(Excerpts from a dataset)
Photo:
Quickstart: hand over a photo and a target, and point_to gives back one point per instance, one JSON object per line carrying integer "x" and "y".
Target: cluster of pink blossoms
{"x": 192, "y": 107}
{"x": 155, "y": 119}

## Required work
Quote every entry exactly.

## Expected answer
Photo:
Quickstart: hand over a photo and a target, and point_to gives back one point per instance, one JSON object per line carrying integer "x" and "y".
Target: cluster of pink blossoms
{"x": 192, "y": 107}
{"x": 155, "y": 119}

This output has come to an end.